» **GOAL**:
Answer these from the Chocolate Fairy text below:
1. How long do the shows last?
2. What is one particular focus of this part of the program?
3. Which collaborators are named?

» **EXCERPT TO READ**:
* * *

The Chocolate Fairy can do four somewhat useful things:

1. Performances at churches, schools, mental health centers, peer support centers, and arts events. These are 30 minute to one hour shows that incorporates spoken word poetry, motivational speaking, and audience interaction to address the following topics.  The Chocolate Fairy’s job is not to get people into the mental health system, but to help them get out and stay out by sharing peer support and stories of recovery from mental illness.  The Chocolate Fairy is a fun person that can overcome many barriers to health presentations.

Wellness techniques and self-support strategies are discussed along with the key messages about sugar addiction, moderation vs. abstinence, and homelessness. One particular focus of this part of the program is enabling people in group homes to dream of living independently. Many people in these presentations will be seeing their first art show in years and for many it will be the first spoken word poetry performance they have ever heard. Collaborators for this section include NAMI – KS and MindFreedom International.

* * *

» **RECORDS PROVIDED**:
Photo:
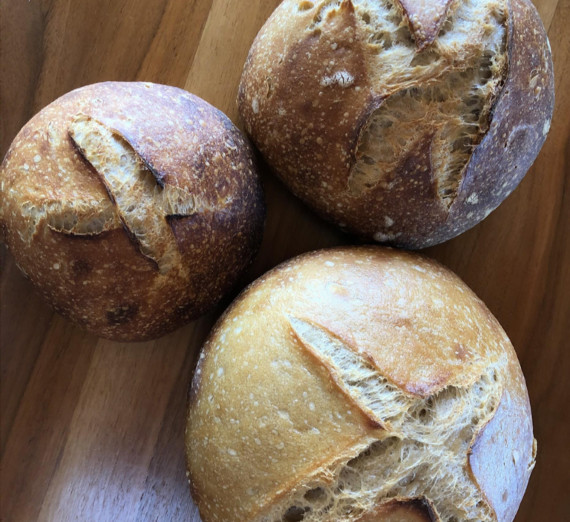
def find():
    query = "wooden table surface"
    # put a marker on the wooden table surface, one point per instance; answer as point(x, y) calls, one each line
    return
point(92, 430)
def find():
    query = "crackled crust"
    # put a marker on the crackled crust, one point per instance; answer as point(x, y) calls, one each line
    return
point(353, 381)
point(319, 72)
point(136, 257)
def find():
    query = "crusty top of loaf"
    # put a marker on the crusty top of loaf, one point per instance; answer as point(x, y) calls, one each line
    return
point(277, 406)
point(132, 206)
point(328, 95)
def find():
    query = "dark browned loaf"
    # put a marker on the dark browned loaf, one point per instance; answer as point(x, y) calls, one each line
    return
point(133, 207)
point(403, 121)
point(359, 384)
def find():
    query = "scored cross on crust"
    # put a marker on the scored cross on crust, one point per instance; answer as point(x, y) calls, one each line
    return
point(137, 196)
point(423, 443)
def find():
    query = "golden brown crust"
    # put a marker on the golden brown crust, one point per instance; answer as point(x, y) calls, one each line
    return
point(502, 456)
point(515, 136)
point(270, 412)
point(67, 233)
point(315, 77)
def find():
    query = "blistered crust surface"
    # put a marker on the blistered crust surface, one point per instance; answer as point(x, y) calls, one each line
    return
point(348, 378)
point(319, 96)
point(132, 206)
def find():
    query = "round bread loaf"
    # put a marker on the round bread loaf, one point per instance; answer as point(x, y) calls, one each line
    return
point(133, 207)
point(403, 121)
point(358, 384)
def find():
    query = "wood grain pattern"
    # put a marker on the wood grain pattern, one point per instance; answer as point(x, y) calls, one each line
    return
point(93, 430)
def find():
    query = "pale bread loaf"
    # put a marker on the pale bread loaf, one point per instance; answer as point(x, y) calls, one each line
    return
point(402, 121)
point(358, 384)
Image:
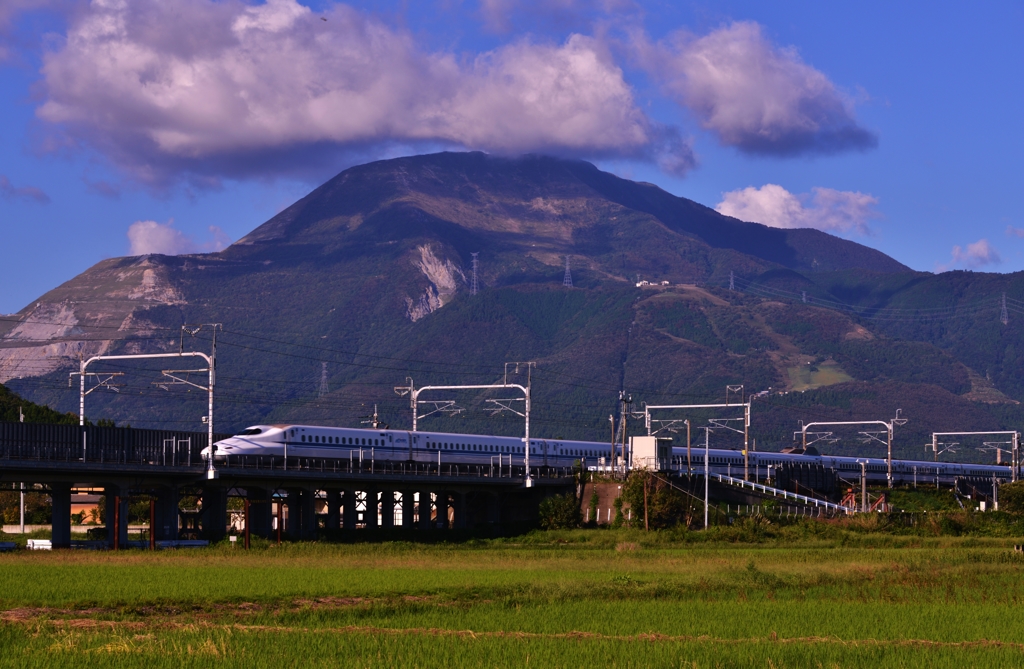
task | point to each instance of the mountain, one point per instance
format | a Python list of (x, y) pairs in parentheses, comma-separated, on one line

* * *

» **SOLUTION FOR THIS EXERCISE**:
1. 30 minutes to one hour.
2. Enabling people in group homes to dream of living independently.
3. NAMI – KS and MindFreedom International.